Avant de « travailler la mastication », il faut que je sache ce qui fonctionne et dysfonctionne bien-sûr ! Alors comment je l’évalue cette mandibule ???
Il y a l’examen clinique, tel que résumé dans cette carte heuristique de ma main !

NB : il n’est pas à exclure un petit dysfonctionnement OMF antérieur à la pathologie, alors un peu d’attention à la posture de langue ne mangera pas de pain !!
Et puis, au niveau instrumental, il y a la vidéofluoscopie (composante 3 du protocole MBSImp) et l’EMG pour nous aider à examiner la mastication.
Lorsqu’on a défini des objectifs suite à ces évaluations, il convient de proposer la meilleure thérapie, celle qui soit la plus adaptée au patient, à sa pathologie et qui présente le plus de validité scientifique possible / EBP bonjour :-).
[Bien-sûr, avant de se lancer, on s’assure qu’il n’y a pas de problème de prothèse dentaire… la base quoi …! ]
Par exemple, dans la maladie de Parkinson, Ribeiro et collaborateurs ont montré qu’il y avait une diminution de l’amplitude du mouvement de la mandibule (notamment pour l’ouverture), une augmentation de la durée et une diminution de la vélocité du cycle masticatoire, une diminution de la qualité de la mastication (particules moins fines après 40 cycles) et une diminution de la force de morsure. Il est regrettable que les auteurs n’aient pas cherché à connaître l’origine de ces troubles. Ils évoquent l’akinésie qui empêche une bonne amplitude du mouvement ou mais quid d’une hypertonie des muscles abaisseurs et/ou élévateurs ? L’os hyoïde arrive-t-il à se fixer pour permettre l’action des muscles abaisseurs ? Dans la première hypothèse (akinésie), on pourra proposer un travail proprioceptif (kinesthèse, chaînes croisées …). Dans la seconde, on cherchera à libérer le mouvement. Des techniques de thérapie manuelle pourraient aider à relâcher le masséter, le temporal et le ptérygoïde latéral ainsi qu’à normaliser le système hyoïdien. Des techniques de massage peuvent permettre de relâcher le masseter et le temporal.
[Hop un petit outil que les patients apprécient et que je présente lors de mes formations est le roller en pierre de jade ou de quartz].

Enfin, évidemment, un travail de la mandibule en situation de mastication sur différentes textures en augmentant progressivement la résistance de l’aliment pour intensifier la charge musculaire, pourra être proposé avec un travail sur la vitesse d’exécution du mouvement. On peut utiliser un grignoteur si le patient présente un risque de fausse route important.
J’espère que cette petite synthèse vous aura aidés 😊
Bon travail avec vos patients !
A bientôt
Anne
Sources :
Huckabee ML, McIntosh T, Fuller L, Curry M, Thomas P, Walshe M, McCague E, Battel I, Nogueira D, Frank U, van den Engel-Hoek L, Sella-Weiss O. The Test of Masticating and Swallowing Solids (TOMASS): reliability, validity and international normative data. Int J Lang Commun Disord. 2018 Jan;53(1):144-156. doi: 10.1111/1460-6984.12332. Epub 2017 Jul 5. PMID: 28677236.
Humbert I, Hope in Science, Normal Swallowing 101 Clinical Workshop & Critical Thinking in Dysphagia Management.
Lagier A., Toute l’anatomie pour l’orthophonie : Parle, déglutition, audition, phonation. De Boeck Supérieur.
McFarland D.H., L’anatomie en orthophonie : parole, déglutition et audition. Elsevier Masson. 4ème édition.
Ribeiro GR, Campos CH, Rodrigues Garcia RCM. Parkinson’s disease impairs masticatory function. Clin Oral Investig. 2017 May;21(4):1149-1156. doi: 10.1007/s00784-016-1879-z. Epub 2016 Jun 13. PMID: 27291219.

*****

### Consignes
1/ Répondez à ces questions sur le texte sur la mastication.
(a) Quels deux outils instrumentaux sont cités pour examiner la mastication ?
(b) Selon Ribeiro et collaborateurs, après combien de cycles les particules sont-elles moins fines dans la maladie de Parkinson ?
(c) Que peut-on utiliser si le patient présente un risque de fausse route important ?
2/ Recopiez sans rien changer le passage du texte sur la mastication qui va de « Lagier A., Toute » jusqu'à « 13. PMID: 27291219. ».

Entrées du jeu de données:
*****

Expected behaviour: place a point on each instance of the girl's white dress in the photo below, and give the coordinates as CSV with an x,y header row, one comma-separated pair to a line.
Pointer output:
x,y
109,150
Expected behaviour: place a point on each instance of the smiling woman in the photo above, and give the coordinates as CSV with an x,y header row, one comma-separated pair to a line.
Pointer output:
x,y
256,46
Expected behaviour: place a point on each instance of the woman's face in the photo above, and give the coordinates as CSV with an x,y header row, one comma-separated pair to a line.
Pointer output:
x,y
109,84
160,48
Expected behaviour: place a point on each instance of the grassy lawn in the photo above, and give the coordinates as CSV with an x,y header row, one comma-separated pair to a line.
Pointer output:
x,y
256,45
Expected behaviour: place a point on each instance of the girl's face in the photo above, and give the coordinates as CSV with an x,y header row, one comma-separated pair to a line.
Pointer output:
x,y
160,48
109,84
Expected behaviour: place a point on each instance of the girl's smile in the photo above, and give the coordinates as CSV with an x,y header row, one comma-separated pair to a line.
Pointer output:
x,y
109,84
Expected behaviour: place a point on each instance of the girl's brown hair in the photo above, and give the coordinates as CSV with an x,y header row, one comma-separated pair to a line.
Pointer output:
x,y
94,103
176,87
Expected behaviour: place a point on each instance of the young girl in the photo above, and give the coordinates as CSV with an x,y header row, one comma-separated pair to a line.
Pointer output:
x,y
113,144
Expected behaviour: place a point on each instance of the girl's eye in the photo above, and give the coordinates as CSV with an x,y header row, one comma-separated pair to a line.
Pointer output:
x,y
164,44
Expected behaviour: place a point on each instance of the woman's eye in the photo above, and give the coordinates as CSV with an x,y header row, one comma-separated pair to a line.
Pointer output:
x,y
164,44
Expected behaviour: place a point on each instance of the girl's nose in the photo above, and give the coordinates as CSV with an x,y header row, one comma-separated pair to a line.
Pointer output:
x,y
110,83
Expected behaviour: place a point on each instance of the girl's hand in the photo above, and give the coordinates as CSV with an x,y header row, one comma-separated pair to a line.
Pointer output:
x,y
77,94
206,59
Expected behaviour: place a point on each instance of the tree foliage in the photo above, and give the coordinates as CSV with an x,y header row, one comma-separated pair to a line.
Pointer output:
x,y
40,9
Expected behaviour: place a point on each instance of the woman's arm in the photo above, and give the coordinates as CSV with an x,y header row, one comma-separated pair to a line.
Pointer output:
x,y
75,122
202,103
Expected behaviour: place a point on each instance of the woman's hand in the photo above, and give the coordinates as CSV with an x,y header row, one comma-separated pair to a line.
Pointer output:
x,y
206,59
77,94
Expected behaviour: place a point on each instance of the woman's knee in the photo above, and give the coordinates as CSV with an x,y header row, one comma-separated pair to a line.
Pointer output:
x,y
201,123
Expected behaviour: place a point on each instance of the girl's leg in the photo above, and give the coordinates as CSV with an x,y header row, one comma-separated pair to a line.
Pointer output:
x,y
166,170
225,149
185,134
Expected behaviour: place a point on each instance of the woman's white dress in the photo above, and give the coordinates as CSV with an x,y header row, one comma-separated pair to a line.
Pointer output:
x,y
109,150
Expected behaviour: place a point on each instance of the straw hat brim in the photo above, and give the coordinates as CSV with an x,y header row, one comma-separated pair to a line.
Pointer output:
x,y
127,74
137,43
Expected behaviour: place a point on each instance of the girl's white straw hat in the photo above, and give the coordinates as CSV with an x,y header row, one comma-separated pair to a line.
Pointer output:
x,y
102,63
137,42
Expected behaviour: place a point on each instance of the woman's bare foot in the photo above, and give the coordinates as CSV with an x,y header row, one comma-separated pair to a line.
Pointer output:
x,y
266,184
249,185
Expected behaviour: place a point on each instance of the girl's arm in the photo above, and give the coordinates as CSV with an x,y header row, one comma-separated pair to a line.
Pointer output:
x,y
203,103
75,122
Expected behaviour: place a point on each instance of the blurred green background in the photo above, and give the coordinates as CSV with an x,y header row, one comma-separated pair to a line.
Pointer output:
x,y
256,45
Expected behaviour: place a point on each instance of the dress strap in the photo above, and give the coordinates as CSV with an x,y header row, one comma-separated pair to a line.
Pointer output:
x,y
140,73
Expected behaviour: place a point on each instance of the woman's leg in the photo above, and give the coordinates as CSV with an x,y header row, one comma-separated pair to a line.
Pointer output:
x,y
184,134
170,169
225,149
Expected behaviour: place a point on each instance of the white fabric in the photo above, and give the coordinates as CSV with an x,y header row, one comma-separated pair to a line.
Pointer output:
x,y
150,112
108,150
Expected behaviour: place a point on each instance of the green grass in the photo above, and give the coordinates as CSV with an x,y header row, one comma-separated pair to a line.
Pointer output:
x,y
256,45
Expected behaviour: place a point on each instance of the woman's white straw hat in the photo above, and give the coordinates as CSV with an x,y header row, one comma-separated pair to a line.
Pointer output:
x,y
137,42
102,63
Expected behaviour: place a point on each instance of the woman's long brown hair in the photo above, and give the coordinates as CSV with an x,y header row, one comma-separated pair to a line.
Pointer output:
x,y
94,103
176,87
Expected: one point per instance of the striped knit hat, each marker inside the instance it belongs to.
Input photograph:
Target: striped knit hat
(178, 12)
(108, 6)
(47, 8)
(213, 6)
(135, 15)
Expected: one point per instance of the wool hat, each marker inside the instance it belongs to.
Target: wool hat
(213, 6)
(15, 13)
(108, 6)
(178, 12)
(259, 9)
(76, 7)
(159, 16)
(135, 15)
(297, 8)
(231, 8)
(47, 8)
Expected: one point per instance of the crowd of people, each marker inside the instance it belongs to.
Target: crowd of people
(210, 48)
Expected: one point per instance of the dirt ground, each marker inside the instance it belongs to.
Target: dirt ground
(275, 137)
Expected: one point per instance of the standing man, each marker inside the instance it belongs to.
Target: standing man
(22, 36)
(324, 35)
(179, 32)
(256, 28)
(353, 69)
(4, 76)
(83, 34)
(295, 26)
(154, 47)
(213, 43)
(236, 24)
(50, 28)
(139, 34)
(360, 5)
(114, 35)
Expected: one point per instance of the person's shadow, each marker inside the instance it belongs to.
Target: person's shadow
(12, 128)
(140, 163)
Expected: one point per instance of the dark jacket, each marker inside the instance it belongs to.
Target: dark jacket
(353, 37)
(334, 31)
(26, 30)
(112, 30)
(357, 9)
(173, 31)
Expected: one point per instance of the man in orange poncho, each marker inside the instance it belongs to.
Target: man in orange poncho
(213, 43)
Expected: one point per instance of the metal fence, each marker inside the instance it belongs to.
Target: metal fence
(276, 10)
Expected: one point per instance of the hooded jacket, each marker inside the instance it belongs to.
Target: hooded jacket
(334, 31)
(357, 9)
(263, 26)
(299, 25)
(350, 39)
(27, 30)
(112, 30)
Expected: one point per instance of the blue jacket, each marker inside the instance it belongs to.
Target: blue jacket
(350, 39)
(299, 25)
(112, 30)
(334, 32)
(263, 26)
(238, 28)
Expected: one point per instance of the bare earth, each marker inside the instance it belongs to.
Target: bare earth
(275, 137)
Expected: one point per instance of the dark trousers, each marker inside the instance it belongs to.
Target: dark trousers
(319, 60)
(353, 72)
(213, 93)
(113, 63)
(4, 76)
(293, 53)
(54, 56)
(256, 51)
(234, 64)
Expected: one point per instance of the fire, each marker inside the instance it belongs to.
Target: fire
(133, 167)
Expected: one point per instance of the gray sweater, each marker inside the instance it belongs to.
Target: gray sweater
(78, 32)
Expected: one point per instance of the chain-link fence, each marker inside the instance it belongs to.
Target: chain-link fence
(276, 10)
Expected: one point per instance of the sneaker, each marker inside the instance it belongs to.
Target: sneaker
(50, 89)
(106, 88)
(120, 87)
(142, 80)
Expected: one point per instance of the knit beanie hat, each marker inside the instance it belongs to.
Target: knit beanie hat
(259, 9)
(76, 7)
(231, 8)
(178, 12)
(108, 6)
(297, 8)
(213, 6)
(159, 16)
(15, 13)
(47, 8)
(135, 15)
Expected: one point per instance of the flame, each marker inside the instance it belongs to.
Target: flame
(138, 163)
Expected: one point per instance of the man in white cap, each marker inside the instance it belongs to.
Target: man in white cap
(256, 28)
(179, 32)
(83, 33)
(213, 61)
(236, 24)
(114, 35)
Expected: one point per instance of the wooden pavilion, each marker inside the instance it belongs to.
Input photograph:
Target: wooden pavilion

*****

### Corrigés
1/
(a) La vidéofluoscopie (composante 3 du protocole MBSImp) et l'EMG.
(b) Après 40 cycles.
(c) Un grignoteur.

2/
Lagier A., Toute l’anatomie pour l’orthophonie : Parle, déglutition, audition, phonation. De Boeck Supérieur.
McFarland D.H., L’anatomie en orthophonie : parole, déglutition et audition. Elsevier Masson. 4ème édition.
Ribeiro GR, Campos CH, Rodrigues Garcia RCM. Parkinson’s disease impairs masticatory function. Clin Oral Investig. 2017 May;21(4):1149-1156. doi: 10.1007/s00784-016-1879-z. Epub 2016 Jun 13. PMID: 27291219.